— Goal —
Copy the entries verbatim, beginning at the first line and ending with the line that contains "POLYGON ((348 237, 343", that line included.

[Shape annotation entries]
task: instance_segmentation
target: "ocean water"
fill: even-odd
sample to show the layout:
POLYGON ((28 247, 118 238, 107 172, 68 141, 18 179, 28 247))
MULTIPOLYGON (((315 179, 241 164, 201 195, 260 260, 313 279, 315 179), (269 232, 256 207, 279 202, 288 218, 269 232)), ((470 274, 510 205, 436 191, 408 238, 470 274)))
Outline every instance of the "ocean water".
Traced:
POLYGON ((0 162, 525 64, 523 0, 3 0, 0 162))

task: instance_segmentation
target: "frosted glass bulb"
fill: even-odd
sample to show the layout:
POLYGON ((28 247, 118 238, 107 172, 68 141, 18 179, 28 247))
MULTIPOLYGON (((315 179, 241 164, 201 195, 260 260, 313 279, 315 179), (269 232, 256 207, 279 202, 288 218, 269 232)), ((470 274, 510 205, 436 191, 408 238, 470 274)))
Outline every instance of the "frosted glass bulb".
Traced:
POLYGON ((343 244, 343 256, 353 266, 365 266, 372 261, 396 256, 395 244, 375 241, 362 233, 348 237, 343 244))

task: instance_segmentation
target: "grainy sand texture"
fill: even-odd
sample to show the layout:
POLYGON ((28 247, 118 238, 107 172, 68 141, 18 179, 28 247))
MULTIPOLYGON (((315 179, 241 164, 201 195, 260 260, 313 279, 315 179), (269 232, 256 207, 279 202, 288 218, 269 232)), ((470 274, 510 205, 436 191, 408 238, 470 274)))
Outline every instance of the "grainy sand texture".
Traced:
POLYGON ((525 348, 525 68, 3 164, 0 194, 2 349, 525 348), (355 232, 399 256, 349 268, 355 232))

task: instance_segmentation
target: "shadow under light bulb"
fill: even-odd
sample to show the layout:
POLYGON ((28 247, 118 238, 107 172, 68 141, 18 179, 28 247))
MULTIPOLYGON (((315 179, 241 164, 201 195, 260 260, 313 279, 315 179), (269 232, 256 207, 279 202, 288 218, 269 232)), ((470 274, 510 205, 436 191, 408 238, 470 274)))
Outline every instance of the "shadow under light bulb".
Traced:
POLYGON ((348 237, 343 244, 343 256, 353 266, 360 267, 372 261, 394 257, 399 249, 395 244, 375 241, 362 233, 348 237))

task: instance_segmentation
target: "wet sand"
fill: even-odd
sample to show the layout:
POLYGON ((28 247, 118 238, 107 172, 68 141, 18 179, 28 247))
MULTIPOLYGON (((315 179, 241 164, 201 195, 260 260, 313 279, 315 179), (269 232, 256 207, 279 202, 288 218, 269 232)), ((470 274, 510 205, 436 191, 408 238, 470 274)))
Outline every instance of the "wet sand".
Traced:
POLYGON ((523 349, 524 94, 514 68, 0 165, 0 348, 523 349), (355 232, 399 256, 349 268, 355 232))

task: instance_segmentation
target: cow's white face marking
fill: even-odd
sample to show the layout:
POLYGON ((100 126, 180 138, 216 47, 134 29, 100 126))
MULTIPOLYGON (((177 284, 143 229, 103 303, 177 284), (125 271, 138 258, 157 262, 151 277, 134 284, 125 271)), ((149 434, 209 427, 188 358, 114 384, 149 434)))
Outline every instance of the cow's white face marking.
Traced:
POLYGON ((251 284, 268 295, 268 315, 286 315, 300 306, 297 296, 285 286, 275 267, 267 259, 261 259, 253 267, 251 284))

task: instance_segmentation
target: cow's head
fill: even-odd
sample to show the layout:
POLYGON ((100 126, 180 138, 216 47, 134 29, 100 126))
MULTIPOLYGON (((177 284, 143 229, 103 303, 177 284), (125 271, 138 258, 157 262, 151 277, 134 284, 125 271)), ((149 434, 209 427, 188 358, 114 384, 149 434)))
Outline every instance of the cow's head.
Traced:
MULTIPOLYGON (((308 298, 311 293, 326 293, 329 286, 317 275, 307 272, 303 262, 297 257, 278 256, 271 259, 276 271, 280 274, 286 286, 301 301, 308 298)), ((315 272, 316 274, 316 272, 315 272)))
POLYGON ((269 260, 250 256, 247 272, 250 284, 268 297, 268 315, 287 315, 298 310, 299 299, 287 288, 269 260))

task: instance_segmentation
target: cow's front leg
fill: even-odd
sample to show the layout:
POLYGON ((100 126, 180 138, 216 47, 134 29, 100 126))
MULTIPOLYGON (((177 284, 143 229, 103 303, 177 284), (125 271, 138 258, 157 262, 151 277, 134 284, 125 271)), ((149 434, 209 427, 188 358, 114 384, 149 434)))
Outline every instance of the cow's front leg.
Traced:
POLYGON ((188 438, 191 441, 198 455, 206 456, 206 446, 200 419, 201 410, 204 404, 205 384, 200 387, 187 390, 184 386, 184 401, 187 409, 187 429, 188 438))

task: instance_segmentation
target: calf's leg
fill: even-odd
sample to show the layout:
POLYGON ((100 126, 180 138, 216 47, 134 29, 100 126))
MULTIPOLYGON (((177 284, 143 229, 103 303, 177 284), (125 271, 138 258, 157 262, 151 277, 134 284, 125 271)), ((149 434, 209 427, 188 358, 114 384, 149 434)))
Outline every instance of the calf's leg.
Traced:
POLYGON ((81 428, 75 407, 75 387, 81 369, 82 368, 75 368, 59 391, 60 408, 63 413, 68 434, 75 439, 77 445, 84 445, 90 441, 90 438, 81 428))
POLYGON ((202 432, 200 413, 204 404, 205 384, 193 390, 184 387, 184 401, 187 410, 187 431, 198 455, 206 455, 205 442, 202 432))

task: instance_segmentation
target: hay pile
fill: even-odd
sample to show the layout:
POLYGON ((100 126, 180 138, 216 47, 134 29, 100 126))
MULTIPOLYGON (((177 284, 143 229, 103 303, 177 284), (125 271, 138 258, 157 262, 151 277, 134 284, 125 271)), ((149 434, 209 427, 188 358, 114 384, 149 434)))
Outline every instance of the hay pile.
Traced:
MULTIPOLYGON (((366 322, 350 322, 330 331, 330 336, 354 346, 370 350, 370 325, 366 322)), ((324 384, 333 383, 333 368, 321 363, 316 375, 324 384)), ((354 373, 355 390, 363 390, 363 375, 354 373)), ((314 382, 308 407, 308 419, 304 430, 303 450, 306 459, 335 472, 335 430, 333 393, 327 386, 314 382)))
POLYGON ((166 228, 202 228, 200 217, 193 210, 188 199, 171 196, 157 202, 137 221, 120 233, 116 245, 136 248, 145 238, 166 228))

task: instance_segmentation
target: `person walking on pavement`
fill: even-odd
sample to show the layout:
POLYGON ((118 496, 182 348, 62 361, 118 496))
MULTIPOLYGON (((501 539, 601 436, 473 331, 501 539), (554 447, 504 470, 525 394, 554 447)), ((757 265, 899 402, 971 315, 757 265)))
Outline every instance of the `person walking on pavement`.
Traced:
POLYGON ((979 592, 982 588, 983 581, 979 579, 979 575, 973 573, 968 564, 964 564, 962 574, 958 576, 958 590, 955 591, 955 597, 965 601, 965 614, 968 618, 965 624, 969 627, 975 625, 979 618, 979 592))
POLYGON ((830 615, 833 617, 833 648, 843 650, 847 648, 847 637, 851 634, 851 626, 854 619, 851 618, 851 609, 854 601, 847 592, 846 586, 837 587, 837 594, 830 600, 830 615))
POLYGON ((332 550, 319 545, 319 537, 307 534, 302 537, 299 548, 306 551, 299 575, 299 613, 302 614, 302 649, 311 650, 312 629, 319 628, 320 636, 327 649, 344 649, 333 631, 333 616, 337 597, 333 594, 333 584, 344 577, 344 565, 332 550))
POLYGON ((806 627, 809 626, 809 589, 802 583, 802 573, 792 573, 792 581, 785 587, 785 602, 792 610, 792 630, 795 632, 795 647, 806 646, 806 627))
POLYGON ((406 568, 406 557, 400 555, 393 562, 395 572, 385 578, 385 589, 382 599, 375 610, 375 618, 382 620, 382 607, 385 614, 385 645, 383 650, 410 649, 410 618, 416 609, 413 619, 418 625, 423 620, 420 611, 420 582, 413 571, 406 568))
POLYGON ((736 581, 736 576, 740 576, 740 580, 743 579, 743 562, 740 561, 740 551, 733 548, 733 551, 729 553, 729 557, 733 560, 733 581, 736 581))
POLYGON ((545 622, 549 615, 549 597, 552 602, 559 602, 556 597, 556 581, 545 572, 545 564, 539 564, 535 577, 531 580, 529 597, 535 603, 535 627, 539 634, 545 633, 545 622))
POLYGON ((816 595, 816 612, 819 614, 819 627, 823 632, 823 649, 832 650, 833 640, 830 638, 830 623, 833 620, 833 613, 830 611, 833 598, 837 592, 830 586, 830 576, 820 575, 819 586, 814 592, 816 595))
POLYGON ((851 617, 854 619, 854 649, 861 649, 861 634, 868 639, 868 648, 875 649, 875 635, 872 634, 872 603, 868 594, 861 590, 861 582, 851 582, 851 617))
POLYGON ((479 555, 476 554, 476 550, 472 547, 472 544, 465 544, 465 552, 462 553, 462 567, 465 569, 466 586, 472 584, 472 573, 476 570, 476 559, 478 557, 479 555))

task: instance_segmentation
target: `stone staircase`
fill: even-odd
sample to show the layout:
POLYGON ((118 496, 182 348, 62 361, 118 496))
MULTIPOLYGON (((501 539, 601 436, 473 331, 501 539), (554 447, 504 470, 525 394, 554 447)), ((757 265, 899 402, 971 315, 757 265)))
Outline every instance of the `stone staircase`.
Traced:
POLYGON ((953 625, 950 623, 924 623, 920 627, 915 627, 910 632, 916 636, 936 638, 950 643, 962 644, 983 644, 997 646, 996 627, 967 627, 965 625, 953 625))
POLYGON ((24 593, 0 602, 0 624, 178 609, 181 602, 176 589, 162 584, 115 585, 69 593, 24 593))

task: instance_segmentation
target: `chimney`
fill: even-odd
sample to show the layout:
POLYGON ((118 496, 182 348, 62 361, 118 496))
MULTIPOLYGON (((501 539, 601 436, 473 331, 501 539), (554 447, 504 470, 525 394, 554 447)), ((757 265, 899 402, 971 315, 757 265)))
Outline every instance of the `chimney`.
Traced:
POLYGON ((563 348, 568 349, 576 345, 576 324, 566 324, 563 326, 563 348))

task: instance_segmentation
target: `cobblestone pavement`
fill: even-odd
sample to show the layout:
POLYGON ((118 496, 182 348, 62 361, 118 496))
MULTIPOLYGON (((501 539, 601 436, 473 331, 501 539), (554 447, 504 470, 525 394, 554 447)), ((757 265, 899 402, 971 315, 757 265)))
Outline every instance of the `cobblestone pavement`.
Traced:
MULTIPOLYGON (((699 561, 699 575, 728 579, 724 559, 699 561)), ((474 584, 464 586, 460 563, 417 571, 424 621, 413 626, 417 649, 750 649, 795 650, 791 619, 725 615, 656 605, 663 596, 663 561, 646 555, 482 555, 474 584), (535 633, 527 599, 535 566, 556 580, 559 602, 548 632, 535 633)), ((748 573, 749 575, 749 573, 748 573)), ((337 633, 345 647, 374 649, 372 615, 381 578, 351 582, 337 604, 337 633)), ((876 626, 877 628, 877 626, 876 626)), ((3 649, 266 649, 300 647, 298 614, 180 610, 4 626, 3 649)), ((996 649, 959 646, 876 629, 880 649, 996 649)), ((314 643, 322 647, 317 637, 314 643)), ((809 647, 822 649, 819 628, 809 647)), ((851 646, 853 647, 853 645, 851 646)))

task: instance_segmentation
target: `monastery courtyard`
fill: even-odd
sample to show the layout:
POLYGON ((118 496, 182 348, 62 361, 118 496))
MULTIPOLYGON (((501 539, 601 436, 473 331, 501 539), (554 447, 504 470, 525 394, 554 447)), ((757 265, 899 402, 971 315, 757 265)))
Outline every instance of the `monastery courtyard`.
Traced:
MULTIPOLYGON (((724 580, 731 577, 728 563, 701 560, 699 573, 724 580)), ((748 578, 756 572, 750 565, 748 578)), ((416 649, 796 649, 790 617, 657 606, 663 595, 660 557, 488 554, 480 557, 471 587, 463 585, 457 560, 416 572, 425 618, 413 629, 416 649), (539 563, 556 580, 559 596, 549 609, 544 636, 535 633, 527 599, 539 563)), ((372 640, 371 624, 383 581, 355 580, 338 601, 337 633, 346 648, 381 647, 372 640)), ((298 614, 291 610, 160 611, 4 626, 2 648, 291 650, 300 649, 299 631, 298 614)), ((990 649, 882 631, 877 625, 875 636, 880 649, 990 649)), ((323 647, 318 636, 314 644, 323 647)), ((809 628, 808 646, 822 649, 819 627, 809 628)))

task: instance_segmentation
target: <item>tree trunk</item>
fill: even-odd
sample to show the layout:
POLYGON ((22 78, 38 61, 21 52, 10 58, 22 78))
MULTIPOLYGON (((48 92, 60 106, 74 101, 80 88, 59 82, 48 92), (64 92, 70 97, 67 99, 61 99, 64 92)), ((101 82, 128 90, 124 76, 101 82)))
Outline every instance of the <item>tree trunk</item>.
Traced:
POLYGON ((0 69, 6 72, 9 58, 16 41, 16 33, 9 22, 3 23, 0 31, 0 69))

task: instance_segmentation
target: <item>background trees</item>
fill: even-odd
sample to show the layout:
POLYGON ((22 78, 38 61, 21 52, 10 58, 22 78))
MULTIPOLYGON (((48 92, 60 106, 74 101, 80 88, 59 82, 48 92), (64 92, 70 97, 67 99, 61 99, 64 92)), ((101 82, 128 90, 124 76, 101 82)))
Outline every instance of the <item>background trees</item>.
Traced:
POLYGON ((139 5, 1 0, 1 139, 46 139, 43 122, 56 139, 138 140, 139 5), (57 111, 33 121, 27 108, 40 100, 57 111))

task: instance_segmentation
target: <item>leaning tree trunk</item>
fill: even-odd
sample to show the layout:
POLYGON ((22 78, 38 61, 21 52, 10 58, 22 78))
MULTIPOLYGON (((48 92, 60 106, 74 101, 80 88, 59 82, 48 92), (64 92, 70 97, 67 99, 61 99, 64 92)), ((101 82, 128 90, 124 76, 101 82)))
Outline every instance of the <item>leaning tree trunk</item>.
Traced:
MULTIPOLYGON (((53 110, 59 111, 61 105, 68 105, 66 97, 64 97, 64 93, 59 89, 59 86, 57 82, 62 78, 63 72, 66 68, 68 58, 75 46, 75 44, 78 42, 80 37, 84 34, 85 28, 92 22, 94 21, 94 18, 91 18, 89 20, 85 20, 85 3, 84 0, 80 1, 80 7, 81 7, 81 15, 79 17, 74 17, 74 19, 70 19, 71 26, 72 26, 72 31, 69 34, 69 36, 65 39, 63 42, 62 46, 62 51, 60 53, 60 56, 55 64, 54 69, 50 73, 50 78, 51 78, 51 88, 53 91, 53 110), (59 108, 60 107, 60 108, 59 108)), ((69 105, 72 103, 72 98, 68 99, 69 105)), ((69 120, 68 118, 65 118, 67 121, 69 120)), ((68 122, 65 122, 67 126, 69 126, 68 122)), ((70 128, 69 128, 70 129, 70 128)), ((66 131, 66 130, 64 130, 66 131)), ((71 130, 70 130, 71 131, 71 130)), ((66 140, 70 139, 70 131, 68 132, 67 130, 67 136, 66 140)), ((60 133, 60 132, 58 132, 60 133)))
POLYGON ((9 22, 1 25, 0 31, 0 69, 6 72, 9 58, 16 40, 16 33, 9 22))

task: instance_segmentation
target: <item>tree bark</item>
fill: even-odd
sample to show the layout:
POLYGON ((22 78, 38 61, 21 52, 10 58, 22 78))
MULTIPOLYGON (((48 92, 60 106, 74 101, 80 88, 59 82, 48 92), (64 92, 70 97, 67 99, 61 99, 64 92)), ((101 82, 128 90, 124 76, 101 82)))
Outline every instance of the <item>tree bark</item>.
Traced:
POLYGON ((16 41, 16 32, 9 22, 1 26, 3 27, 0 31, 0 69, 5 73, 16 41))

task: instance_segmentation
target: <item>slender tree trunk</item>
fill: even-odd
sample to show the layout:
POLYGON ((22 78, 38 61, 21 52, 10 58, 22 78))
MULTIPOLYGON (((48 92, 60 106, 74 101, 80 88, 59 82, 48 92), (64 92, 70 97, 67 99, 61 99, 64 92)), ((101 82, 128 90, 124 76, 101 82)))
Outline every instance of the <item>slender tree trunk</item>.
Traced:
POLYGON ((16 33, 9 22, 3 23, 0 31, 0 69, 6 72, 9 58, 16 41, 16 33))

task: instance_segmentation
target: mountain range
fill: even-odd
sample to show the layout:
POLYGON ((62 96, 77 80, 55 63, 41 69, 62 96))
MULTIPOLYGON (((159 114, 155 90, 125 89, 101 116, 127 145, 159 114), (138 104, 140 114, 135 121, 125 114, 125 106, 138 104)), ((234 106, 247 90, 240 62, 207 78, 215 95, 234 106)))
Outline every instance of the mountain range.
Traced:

— Answer in full —
task: instance_segmentation
target: "ocean water"
fill: even-odd
sample to show the layout:
POLYGON ((28 247, 118 238, 107 172, 68 141, 18 179, 28 247))
MULTIPOLYGON (((315 179, 241 164, 201 195, 260 260, 313 279, 315 179), (269 232, 256 207, 279 202, 288 218, 269 232)), ((470 274, 510 205, 436 191, 408 238, 470 274)))
Outline every instance of the "ocean water".
Traced:
POLYGON ((0 162, 525 64, 523 0, 3 0, 0 162))

task: instance_segmentation
target: "frosted glass bulb"
fill: even-odd
sample to show the layout:
POLYGON ((28 247, 118 238, 107 172, 68 141, 18 179, 28 247))
MULTIPOLYGON (((315 179, 241 164, 201 195, 260 260, 313 279, 315 179), (269 232, 256 207, 279 202, 288 218, 269 232)), ((470 274, 510 205, 436 191, 408 238, 470 274)))
Outline every instance of the "frosted glass bulb".
Traced:
POLYGON ((343 244, 343 256, 353 266, 365 266, 372 261, 396 256, 395 244, 375 241, 362 233, 348 237, 343 244))

task: instance_segmentation
target: "grainy sand texture"
fill: even-odd
sample to show the layout:
POLYGON ((28 247, 118 238, 107 172, 68 141, 18 179, 28 247))
MULTIPOLYGON (((315 179, 241 164, 201 195, 260 260, 313 279, 315 179), (269 232, 256 207, 279 202, 288 218, 269 232)), ((470 274, 510 205, 436 191, 408 238, 470 274)))
Outline every instance of the "grainy sand texture".
Traced:
POLYGON ((525 348, 525 68, 3 164, 0 194, 2 349, 525 348), (355 232, 399 256, 349 268, 355 232))

task: instance_segmentation
target: "shadow under light bulb"
fill: even-odd
sample to show the layout:
POLYGON ((28 247, 118 238, 107 172, 68 141, 18 179, 28 247))
MULTIPOLYGON (((315 179, 241 164, 201 195, 260 260, 313 279, 315 179), (269 232, 256 207, 279 202, 288 218, 269 232)), ((470 274, 510 205, 436 191, 408 238, 470 274)))
Outline every instance of the "shadow under light bulb".
Traced:
POLYGON ((348 237, 343 244, 343 256, 353 266, 360 267, 372 261, 394 257, 399 249, 395 244, 375 241, 362 233, 348 237))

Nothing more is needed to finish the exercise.